→ **Your task**
Transcribe all of the data exactly. Images stay out.

*** Opening Task material ***

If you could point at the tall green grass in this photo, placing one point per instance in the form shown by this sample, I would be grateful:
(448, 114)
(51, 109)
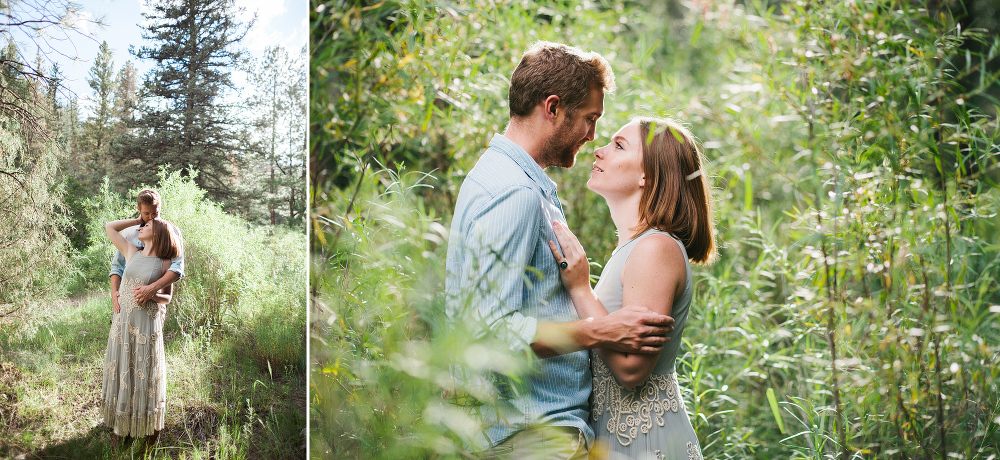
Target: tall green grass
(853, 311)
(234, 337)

*** Closing Task material ***

→ **Response**
If you could point at the tall green grass in this photo, placing one point per instance in the form shown by this sample, I would be grateful:
(448, 114)
(51, 109)
Target: tall green grass
(853, 311)
(234, 337)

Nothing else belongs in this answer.